◆ ACTIVITY:
Lines below starting with the line with "Could you please locate the excavated" and going on through the line with "Could you please locate the dirt ground" must be output exactly; the rest of the records must be left out.

Segment Start: MATERIALS PROVIDED

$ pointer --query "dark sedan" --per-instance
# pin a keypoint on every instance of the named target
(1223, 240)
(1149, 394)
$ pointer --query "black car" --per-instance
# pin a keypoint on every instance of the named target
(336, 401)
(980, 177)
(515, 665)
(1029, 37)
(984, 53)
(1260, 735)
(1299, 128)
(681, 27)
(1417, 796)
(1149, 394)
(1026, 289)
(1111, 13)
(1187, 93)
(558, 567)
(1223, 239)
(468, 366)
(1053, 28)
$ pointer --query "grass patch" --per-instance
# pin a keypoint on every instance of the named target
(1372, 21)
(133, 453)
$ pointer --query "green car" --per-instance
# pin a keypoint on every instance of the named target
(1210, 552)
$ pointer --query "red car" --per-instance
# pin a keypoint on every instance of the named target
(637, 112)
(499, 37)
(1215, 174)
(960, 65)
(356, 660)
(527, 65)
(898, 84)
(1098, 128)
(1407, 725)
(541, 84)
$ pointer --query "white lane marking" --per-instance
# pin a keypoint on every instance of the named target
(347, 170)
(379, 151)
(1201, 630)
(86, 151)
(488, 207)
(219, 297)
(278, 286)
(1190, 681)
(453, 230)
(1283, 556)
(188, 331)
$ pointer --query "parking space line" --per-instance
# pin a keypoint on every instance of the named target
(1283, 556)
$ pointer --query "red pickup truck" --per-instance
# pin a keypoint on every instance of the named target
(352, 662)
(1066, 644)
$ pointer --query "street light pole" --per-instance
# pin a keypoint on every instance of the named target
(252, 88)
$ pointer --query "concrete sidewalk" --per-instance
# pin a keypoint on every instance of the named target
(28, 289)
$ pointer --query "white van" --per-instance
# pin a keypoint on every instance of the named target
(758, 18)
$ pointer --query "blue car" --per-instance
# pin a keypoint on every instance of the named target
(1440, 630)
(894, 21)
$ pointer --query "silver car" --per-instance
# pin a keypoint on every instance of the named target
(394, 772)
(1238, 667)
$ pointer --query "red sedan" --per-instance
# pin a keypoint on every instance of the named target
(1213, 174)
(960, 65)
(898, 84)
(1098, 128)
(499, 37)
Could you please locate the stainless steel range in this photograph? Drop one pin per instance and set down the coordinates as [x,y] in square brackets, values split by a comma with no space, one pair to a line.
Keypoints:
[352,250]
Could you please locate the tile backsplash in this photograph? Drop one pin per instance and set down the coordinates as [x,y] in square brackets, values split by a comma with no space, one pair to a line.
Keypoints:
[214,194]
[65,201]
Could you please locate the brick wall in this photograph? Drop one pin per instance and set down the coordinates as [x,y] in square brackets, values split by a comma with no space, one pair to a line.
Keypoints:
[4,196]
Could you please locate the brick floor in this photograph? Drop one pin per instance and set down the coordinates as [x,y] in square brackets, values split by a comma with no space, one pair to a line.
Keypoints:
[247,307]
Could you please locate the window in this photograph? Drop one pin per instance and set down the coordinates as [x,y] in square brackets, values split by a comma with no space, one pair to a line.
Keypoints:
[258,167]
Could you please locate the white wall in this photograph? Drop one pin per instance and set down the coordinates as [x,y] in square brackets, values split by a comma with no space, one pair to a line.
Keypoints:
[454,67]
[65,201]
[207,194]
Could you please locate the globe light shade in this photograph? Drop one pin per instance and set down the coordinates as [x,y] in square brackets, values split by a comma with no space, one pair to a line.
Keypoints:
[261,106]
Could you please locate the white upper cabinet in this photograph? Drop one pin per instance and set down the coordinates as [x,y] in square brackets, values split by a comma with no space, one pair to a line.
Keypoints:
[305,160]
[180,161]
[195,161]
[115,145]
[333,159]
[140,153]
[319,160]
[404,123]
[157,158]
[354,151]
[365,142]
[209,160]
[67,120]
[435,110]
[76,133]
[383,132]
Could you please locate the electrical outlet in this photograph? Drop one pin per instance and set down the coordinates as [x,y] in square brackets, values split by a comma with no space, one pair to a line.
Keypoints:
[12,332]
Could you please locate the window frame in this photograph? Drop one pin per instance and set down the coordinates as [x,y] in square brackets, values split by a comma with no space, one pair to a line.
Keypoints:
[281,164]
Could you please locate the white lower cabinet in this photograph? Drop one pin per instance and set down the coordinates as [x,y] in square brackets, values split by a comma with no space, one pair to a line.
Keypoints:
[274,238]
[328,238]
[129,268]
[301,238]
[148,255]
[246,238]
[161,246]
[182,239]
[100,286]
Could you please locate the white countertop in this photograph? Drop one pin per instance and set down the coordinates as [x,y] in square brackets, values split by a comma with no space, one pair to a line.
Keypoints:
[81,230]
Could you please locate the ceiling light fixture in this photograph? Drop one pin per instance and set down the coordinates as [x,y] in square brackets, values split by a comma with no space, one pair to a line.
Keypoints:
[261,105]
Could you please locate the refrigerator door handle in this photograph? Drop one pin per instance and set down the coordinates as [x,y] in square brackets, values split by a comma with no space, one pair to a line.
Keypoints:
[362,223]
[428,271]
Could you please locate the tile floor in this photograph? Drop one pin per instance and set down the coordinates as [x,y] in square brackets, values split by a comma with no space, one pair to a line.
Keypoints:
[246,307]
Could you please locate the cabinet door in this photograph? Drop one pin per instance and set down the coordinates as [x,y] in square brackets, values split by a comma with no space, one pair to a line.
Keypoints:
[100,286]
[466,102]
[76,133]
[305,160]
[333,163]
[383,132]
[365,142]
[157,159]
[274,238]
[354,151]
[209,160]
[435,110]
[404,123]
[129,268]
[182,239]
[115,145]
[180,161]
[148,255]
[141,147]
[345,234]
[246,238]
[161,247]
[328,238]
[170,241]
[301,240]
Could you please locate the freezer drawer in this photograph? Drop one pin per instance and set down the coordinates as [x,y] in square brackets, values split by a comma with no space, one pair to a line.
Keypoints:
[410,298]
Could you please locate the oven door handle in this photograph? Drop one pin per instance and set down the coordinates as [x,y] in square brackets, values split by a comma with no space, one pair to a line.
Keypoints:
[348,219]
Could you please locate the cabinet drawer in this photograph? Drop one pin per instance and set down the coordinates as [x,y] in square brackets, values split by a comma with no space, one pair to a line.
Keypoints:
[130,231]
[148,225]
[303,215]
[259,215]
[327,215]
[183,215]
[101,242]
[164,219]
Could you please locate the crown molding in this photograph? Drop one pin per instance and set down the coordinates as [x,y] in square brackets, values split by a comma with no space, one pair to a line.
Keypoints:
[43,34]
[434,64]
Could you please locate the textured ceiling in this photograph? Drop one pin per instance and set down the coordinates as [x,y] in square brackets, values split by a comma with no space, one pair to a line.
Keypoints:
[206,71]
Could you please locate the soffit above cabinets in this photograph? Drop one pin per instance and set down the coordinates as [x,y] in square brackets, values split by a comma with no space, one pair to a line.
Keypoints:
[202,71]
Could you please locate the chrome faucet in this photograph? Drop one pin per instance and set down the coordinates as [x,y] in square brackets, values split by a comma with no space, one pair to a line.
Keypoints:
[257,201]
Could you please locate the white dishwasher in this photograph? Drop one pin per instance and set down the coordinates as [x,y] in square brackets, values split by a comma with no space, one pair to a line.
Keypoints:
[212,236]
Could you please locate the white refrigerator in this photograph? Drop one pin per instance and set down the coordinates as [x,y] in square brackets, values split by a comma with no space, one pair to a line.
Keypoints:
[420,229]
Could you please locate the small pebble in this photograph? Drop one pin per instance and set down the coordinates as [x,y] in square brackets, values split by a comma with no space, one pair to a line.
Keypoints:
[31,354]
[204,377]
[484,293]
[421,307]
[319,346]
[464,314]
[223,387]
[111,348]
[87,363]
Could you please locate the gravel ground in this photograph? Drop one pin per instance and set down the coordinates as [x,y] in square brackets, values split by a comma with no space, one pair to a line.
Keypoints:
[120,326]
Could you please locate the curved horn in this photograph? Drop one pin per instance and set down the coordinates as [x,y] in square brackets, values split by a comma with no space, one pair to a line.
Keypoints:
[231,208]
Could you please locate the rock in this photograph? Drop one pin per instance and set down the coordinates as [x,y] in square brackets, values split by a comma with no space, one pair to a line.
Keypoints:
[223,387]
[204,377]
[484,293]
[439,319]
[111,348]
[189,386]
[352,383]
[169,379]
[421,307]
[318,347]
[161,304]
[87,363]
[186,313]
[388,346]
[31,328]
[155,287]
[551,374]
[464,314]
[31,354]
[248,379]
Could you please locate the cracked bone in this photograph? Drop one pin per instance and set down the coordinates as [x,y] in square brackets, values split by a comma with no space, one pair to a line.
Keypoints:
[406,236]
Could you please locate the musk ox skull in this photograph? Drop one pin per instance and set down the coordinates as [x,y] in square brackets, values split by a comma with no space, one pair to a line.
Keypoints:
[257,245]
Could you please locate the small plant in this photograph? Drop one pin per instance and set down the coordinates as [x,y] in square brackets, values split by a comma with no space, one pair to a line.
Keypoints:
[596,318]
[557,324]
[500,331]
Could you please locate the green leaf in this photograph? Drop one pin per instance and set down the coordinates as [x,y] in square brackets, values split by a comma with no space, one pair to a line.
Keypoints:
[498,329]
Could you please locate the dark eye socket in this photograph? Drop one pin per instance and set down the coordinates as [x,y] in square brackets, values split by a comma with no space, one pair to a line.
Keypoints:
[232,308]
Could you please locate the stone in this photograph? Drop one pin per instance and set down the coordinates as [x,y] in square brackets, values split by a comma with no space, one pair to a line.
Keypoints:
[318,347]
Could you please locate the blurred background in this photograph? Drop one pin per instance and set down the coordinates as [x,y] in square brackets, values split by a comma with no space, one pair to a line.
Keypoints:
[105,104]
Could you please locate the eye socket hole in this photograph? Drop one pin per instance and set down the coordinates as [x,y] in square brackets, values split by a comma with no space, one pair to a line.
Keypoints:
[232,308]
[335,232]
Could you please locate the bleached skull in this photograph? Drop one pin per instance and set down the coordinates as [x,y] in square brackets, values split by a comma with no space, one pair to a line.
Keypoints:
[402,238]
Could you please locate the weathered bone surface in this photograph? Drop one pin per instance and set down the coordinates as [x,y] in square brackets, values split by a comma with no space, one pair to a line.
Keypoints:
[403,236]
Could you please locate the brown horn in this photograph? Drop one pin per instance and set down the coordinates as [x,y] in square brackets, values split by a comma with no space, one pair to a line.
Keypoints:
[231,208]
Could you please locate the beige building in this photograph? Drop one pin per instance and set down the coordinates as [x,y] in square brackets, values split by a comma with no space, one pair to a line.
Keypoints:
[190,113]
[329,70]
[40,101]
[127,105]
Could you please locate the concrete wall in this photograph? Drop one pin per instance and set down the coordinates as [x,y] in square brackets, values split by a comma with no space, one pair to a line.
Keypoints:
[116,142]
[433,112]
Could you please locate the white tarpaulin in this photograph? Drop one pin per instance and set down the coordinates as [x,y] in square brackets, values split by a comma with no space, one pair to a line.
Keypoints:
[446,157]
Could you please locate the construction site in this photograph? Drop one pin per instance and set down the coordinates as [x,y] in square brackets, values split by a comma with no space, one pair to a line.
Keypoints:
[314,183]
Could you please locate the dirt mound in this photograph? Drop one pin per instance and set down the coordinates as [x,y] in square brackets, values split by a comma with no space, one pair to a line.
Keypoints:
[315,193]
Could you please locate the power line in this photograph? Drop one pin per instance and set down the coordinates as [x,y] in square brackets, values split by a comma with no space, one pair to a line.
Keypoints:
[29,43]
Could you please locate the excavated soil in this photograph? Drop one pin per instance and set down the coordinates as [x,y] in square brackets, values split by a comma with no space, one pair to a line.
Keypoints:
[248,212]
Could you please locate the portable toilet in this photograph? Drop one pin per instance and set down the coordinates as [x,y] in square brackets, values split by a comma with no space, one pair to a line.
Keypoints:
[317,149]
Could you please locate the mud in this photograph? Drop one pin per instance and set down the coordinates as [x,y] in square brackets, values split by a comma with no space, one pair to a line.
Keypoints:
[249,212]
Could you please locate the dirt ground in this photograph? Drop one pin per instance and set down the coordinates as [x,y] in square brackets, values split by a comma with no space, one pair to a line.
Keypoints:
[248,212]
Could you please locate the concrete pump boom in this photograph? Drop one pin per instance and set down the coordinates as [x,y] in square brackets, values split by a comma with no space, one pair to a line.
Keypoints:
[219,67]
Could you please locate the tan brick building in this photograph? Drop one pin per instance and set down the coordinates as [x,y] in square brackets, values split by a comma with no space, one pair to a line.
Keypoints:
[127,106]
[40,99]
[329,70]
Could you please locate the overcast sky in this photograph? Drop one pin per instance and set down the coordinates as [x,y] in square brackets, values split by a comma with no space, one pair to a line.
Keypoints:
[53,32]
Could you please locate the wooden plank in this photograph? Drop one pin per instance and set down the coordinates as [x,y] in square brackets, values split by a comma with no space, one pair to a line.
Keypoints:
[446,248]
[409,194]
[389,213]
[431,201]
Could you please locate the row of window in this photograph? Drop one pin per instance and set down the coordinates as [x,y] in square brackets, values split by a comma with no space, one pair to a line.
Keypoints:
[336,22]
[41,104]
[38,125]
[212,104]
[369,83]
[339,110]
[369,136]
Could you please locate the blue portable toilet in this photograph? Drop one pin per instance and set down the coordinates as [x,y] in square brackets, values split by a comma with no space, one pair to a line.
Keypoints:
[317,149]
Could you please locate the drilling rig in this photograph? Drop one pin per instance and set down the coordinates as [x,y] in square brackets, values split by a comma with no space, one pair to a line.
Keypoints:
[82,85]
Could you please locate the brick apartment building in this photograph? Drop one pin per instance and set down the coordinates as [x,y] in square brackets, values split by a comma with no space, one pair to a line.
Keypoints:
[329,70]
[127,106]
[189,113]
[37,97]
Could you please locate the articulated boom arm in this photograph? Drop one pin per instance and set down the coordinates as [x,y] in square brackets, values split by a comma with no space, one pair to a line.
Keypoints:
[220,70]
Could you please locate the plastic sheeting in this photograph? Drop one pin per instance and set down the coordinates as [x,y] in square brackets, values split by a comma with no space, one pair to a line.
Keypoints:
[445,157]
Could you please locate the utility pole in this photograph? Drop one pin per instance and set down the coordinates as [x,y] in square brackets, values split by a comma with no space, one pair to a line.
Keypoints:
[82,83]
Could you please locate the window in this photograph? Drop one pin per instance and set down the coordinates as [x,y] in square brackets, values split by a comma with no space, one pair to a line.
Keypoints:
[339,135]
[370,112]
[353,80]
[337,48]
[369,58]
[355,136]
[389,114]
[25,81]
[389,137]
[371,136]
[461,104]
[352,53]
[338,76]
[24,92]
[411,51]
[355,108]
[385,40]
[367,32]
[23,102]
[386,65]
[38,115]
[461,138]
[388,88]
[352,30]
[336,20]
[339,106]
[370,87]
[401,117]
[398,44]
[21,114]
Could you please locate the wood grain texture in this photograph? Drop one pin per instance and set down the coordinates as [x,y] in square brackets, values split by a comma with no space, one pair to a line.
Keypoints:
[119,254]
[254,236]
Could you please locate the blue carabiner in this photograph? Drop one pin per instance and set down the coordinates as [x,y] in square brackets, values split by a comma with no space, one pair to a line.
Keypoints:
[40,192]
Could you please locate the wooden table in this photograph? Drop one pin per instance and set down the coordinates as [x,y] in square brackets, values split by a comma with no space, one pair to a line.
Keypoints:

Segment End: MATERIALS PROVIDED

◆ EXERCISE ANSWER:
Could you please locate the excavated soil in this photograph? Drop one pin per instance and set down the coordinates as [x,y] in square brackets, values split by a comma with no space, one pair to a line.
Keypoints:
[248,212]
Could you please locate the portable toilet in this photograph? Drop one pin per instance and set down the coordinates as [x,y] in square brackets, values split by a comma with no space, one pair to a line.
Keypoints:
[317,149]
Could you please locate the mud in this photograph? Drop one pin per instance and set down the coordinates as [x,y] in square brackets, values split by a comma with no space, one pair to a line.
Keypoints:
[249,212]
Could you please locate the dirt ground in this photograph? Drop one pin per instance and set down the coordinates as [x,y] in square brackets, values split by a comma with no space, one pair to a line.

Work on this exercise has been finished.